▸ **WHAT THE TASK REQUIRES**:
Restate, word for word, every line of the data.

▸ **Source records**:
● ● ●

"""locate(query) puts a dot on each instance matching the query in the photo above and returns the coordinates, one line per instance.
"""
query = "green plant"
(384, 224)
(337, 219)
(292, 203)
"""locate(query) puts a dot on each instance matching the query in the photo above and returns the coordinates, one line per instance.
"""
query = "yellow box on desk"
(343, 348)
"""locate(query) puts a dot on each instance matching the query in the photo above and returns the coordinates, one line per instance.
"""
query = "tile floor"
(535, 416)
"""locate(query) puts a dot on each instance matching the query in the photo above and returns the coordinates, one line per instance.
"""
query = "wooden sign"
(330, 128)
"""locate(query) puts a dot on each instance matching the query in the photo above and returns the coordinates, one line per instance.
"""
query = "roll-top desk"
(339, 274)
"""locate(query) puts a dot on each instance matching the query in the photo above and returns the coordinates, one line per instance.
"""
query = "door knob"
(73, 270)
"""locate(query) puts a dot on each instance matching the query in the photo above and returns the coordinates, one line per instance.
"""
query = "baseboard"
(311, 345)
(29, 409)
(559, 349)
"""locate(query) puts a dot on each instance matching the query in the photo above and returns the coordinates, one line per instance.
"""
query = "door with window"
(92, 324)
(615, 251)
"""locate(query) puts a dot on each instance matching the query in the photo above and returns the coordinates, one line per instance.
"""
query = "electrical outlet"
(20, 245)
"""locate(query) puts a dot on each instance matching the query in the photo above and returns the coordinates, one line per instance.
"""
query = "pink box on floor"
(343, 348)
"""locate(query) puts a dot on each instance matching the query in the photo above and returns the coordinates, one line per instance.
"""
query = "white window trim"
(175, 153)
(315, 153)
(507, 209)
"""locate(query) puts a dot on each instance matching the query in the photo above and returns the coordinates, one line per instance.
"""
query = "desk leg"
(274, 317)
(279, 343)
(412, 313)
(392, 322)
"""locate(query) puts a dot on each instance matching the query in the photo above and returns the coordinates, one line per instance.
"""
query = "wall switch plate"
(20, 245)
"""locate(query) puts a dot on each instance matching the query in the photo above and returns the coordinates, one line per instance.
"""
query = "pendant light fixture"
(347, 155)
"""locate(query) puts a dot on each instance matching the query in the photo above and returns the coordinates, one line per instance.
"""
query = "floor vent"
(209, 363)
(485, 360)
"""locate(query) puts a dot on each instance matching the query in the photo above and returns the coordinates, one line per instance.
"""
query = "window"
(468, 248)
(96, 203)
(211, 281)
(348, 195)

● ● ●

▸ **SOLUTION TO THIS EXERCISE**:
"""locate(query) puts a dot on each instance matching the query in the photo above and returns the coordinates, one line per instance.
"""
query = "green plant"
(384, 224)
(337, 219)
(292, 203)
"""locate(query) puts a dot on each instance matching the query in the photo above and returns the coordinates, one line per instance.
"""
query = "yellow box on desk"
(343, 348)
"""locate(query) puts a dot on each instance matching the query in the photo above and returns the coordinates, one line per instance.
"""
query = "tile floor"
(535, 416)
"""locate(query) puts a dot on each instance matching the query in the photo above and returns the coordinates, one line per instance.
"""
query = "wooden sign"
(330, 128)
"""locate(query) puts a dot on each instance matching the query in the photo above and returns the coordinates, one line per instance.
"""
query = "roll-top desk"
(339, 274)
"""locate(query) puts a dot on each instance matching the query in the photo above and returns the coordinates, one line per instance.
"""
query = "door knob"
(73, 270)
"""locate(query) puts a dot on each instance matching the query in the photo above and returns the coordinates, one line per instance.
"""
query = "baseboard"
(311, 345)
(29, 409)
(559, 349)
"""locate(query) puts a dot on each instance matching the query in the photo above and returns the coordinates, one line per instance.
"""
query = "door with window"
(92, 324)
(615, 251)
"""locate(query) puts a dot on each instance matching the query in the photo above and returns the coordinates, one line per instance.
"""
query = "electrical outlet"
(20, 245)
"""locate(query) puts a dot on each instance matching the query in the photo above and returns the coordinates, one line per instance.
"""
query = "pink box on floor"
(343, 348)
"""locate(query) puts a dot on each instance matching the query in the photo above and returns the coordinates, one line per instance.
"""
query = "white window trim"
(175, 153)
(315, 153)
(507, 209)
"""locate(query) puts a dot on each instance matching the query in the photo above and returns the coordinates, one line per instance.
"""
query = "desk leg"
(274, 317)
(279, 343)
(412, 313)
(392, 322)
"""locate(query) puts a dot on each instance matching the query in the photo above and returns the coordinates, one line per instance.
"""
query = "wall switch plate"
(20, 245)
"""locate(query) puts a dot on each instance matching the query in the photo above and returns the coordinates, one line per instance.
"""
query = "pendant light fixture"
(347, 155)
"""locate(query) puts a dot on each instance matching the query in the photo above and returns the coordinates, one line per instance.
"""
query = "floor vent"
(209, 363)
(485, 360)
"""locate(query) puts a dot on each instance matching the query in the photo above and returns the coordinates, one line per instance.
"""
query = "window"
(468, 248)
(96, 203)
(211, 281)
(348, 195)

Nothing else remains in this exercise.